[Start of Attachment]

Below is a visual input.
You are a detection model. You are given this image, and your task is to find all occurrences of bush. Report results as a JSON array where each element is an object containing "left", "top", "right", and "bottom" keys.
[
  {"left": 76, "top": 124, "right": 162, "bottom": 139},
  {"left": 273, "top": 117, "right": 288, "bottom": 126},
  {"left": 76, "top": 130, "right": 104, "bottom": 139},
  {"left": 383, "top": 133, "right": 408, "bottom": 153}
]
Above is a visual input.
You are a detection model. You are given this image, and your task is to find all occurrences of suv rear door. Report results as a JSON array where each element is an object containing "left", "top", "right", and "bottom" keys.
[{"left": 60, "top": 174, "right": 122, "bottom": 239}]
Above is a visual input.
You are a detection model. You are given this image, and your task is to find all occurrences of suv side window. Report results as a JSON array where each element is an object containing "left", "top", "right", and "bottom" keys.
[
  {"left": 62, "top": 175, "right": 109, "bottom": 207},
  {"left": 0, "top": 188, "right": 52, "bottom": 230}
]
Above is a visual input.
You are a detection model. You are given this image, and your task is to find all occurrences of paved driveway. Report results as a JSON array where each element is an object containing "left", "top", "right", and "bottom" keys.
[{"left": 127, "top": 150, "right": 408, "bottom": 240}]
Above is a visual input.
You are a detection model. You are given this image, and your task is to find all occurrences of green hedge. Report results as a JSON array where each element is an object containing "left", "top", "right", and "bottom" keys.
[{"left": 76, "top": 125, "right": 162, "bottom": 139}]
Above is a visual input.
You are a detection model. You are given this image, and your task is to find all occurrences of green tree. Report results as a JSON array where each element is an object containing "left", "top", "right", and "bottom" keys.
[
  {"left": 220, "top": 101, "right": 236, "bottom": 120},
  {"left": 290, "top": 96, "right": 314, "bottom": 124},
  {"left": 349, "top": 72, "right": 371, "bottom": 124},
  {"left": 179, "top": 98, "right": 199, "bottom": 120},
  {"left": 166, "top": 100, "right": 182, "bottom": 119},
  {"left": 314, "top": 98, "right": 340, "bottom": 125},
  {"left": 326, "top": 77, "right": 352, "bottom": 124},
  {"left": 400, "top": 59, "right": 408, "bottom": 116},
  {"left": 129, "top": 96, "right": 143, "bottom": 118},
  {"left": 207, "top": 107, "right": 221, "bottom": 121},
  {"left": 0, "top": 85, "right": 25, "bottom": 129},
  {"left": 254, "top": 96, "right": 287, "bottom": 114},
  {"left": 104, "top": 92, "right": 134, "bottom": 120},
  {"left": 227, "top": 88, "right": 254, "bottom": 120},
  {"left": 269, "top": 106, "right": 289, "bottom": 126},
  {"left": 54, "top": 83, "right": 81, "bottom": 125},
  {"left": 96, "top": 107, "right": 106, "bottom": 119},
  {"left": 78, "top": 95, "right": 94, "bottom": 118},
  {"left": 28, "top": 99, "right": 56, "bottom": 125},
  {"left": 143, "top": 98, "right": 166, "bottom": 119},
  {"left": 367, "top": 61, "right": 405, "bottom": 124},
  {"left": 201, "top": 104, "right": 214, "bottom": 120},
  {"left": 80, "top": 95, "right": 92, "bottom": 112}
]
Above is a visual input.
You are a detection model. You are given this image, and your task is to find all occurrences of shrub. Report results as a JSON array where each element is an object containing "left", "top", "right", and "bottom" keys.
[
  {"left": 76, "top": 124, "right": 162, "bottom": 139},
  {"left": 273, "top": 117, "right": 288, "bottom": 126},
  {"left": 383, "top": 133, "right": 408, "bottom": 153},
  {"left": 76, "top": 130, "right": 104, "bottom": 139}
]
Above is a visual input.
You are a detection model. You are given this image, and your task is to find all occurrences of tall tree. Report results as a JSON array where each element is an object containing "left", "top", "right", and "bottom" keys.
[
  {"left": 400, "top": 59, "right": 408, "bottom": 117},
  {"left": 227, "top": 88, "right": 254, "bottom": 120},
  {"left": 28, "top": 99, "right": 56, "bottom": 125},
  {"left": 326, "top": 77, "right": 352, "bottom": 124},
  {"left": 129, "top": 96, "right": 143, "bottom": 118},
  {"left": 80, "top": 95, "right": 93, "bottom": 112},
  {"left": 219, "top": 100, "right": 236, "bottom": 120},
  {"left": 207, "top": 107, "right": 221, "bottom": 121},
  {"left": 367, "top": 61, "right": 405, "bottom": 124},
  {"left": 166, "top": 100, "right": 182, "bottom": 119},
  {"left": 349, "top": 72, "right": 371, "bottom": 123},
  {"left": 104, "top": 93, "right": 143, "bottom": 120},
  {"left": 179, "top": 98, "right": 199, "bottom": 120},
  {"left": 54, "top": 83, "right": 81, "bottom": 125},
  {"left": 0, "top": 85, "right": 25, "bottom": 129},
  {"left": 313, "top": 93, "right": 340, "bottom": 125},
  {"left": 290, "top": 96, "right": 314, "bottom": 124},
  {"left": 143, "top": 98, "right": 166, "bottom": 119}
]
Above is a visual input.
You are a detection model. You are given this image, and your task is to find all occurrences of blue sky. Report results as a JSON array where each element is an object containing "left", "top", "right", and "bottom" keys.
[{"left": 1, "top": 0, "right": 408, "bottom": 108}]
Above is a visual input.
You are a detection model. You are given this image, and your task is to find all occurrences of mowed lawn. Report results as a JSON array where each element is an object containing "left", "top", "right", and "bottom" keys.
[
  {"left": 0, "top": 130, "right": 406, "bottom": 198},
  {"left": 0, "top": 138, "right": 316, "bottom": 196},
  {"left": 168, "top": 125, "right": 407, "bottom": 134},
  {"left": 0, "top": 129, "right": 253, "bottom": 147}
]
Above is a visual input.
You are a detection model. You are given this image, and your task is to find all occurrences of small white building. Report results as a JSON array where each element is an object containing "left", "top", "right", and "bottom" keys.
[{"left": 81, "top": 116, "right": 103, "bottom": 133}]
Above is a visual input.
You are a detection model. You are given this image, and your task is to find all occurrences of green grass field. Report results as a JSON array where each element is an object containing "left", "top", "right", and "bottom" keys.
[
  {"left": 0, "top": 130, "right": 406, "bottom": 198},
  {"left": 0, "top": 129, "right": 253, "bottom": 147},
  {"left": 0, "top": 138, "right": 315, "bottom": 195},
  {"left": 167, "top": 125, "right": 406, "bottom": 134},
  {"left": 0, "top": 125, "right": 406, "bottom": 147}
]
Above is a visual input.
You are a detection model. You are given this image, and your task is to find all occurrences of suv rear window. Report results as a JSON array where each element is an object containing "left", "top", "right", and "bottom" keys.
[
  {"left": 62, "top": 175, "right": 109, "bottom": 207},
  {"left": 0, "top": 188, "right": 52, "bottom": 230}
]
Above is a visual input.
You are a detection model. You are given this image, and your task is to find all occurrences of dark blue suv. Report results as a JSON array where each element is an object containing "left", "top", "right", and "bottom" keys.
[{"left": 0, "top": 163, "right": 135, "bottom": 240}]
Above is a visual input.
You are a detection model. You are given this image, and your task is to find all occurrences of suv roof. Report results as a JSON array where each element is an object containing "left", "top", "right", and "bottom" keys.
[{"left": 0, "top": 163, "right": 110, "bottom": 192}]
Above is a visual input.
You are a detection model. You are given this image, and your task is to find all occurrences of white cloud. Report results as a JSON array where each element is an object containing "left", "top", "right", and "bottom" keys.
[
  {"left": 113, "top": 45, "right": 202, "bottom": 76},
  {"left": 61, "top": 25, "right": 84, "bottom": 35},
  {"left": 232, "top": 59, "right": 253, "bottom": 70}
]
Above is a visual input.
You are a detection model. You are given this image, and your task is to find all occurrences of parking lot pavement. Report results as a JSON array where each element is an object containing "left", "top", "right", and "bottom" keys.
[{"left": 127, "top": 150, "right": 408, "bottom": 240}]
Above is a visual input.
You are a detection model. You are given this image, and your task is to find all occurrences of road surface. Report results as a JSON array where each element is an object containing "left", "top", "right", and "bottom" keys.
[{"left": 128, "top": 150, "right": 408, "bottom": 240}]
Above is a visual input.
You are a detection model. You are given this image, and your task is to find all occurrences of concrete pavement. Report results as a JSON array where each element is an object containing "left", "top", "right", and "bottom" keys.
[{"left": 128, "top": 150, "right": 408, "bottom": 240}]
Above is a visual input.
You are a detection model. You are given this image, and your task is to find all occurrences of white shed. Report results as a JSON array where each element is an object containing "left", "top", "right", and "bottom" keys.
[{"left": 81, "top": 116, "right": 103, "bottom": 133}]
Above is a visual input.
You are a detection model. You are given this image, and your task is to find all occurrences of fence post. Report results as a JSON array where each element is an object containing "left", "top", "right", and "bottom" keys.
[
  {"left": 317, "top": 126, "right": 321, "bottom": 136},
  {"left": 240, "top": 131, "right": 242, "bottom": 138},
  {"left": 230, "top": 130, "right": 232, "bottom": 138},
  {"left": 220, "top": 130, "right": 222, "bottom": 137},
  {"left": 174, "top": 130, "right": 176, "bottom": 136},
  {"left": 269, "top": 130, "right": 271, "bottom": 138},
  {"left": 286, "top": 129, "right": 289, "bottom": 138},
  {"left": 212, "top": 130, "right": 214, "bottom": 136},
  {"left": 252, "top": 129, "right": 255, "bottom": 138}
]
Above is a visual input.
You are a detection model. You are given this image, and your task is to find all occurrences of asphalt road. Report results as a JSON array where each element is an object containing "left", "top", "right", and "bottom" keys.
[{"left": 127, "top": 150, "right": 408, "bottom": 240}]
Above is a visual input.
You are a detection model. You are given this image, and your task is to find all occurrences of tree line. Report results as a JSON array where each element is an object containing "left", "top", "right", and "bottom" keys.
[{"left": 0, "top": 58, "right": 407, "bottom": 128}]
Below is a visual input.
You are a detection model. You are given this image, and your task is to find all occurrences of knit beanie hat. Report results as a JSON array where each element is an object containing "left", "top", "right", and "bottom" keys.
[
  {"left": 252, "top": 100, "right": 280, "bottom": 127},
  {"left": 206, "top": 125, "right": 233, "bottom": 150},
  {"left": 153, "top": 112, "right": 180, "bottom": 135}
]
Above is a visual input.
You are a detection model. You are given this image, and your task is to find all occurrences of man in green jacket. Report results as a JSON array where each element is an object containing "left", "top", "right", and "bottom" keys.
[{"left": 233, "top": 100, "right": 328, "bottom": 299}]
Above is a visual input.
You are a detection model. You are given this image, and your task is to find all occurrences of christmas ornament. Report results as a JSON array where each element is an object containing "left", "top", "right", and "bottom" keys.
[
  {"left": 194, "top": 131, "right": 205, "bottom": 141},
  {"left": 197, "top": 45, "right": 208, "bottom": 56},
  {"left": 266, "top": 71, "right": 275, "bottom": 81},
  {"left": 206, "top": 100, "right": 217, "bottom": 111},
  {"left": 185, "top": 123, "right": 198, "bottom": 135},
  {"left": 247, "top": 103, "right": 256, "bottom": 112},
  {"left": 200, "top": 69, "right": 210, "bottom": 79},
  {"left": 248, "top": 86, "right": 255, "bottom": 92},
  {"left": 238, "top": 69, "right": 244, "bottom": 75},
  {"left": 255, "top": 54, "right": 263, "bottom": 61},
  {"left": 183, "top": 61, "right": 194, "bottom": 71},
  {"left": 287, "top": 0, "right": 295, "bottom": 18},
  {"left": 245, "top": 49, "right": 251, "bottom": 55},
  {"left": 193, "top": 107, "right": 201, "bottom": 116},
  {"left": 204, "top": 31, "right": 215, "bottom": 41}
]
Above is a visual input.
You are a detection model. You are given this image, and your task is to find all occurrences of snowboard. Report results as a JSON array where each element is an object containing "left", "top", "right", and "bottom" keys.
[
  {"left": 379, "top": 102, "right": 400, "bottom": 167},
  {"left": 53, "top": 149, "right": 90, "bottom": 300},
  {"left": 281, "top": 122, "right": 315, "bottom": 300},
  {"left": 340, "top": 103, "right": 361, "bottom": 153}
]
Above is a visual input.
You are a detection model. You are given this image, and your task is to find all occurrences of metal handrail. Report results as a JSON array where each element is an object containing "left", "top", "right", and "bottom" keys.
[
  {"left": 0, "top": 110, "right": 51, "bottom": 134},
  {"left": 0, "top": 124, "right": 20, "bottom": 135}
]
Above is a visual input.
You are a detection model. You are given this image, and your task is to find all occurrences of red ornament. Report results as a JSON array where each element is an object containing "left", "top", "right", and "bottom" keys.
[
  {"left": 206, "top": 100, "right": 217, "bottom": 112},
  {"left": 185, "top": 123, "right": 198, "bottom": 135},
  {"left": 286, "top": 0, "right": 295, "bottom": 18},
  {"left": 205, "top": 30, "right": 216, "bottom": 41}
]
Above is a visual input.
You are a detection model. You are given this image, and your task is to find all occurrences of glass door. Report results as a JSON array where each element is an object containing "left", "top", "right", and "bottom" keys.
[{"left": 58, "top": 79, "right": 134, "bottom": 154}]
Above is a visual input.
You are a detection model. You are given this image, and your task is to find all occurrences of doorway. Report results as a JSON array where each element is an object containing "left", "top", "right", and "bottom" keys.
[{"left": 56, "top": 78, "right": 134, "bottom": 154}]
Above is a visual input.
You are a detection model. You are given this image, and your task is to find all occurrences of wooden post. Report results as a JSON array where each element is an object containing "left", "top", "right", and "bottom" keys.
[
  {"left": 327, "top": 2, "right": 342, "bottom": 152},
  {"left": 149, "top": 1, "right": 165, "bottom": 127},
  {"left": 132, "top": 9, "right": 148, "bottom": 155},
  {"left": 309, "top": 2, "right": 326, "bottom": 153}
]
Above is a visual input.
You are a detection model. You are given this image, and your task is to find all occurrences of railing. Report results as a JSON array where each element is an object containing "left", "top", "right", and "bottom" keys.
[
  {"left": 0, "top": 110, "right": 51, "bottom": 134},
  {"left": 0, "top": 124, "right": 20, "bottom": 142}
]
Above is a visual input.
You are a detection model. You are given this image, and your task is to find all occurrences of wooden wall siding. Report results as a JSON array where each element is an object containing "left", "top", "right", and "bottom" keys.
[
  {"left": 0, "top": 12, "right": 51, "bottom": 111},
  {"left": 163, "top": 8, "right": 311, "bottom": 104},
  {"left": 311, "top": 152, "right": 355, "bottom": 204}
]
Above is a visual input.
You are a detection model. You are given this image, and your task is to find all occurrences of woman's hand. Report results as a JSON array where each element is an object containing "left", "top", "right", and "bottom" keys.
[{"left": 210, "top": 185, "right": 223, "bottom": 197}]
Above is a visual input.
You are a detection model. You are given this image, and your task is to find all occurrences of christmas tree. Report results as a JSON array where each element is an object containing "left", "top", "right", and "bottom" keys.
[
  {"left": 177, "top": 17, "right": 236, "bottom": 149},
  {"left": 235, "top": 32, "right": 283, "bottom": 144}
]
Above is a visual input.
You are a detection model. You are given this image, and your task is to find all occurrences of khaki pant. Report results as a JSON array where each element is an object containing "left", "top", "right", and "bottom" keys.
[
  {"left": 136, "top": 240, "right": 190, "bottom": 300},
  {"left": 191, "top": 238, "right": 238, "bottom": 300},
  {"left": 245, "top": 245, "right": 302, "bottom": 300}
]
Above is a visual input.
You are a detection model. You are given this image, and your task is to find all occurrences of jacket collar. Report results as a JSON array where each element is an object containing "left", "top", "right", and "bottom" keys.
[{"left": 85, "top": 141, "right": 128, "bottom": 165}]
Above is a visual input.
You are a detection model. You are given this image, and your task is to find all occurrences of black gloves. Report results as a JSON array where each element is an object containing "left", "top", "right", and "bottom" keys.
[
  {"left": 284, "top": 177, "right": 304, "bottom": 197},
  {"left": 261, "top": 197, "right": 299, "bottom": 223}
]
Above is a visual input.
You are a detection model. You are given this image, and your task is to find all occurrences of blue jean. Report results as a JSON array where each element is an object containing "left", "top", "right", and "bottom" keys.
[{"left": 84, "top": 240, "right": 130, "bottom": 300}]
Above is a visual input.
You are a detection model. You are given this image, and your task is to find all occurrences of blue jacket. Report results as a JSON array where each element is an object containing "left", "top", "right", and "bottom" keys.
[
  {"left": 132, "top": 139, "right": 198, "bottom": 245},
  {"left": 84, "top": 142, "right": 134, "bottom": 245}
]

[End of Attachment]

Everything from the line that contains "occurrences of black" to the last line of the records, restated word for word, is the required output.

WRITTEN SOLUTION:
You are a detection model. You are given this image, and your task is to find all occurrences of black gloves. Report results as a JSON array where each element is an object containing "left", "top", "right", and "bottom" keys.
[
  {"left": 284, "top": 177, "right": 304, "bottom": 197},
  {"left": 261, "top": 197, "right": 299, "bottom": 223}
]
Above is a visual input.
You are a detection model. You are given this image, and your task is to find all occurrences of blue jean. Report results as a JSON array where each element is an object containing "left", "top", "right", and "bottom" keys.
[{"left": 84, "top": 240, "right": 130, "bottom": 300}]
Above is a visual input.
You are a detection model. You are given this image, and your task is to find all occurrences of blue jacket. Report results as a JSON array where each element is an object containing "left", "top", "right", and "bottom" keys.
[
  {"left": 132, "top": 139, "right": 198, "bottom": 245},
  {"left": 84, "top": 142, "right": 134, "bottom": 245}
]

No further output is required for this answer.